▶ **Exercise details**: Copy out the rows below, changing "with a dot" to "with a single point" each time it shows up and leaving everything else as it is.

▶ **Recorded data**:
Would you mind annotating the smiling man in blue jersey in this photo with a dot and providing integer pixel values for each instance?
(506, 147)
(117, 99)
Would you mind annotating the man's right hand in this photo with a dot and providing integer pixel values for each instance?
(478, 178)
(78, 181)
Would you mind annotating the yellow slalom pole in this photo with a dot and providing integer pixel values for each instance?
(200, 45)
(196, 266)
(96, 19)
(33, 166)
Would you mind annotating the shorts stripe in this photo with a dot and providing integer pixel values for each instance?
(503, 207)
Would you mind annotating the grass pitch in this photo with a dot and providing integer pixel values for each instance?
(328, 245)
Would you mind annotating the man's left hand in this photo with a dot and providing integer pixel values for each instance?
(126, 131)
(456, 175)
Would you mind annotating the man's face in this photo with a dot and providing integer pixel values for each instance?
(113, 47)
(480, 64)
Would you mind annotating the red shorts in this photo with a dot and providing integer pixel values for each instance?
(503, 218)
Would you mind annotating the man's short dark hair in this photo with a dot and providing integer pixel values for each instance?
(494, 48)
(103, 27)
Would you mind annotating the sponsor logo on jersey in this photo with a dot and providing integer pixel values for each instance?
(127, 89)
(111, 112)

▶ **The reply**:
Would you mind annotating the smiling man in blue jersey in this photo with a single point and providing integer pixel values for each instance?
(506, 147)
(117, 99)
Would you mind annotating the man's right hand in this photo with a single point and providing integer pixel values for each instance?
(478, 178)
(78, 181)
Would you mind annotating the yellow slalom pole in this photo with a single point and providing integer pixel values for each instance?
(200, 45)
(196, 266)
(96, 19)
(33, 166)
Would you mind annotating the shorts stripe in this photo with a single point and providing integer pixel values for each instance?
(503, 207)
Would you mind annotating the grass pitch in this photo with a single point and providing integer pixel values for each instance?
(328, 245)
Would you mind annotating the man's left hand in this photo with a single point and providing integer pixel values for each instance?
(126, 131)
(456, 175)
Would you mind annotating the man's face in this photo with a single point and providing integer pixel values for each instance?
(113, 47)
(480, 64)
Would you mind annotating the red shorts in this photo with a single point and providing integer pixel values for each instance?
(503, 218)
Would you mind annotating the man's short dark hair in this photo with a single point and providing integer pixel values for each instance?
(494, 48)
(103, 27)
Would you mind annotating the sponsor logo on jersey in this photo with a single point and providing integer pixel values for each instance?
(127, 89)
(111, 112)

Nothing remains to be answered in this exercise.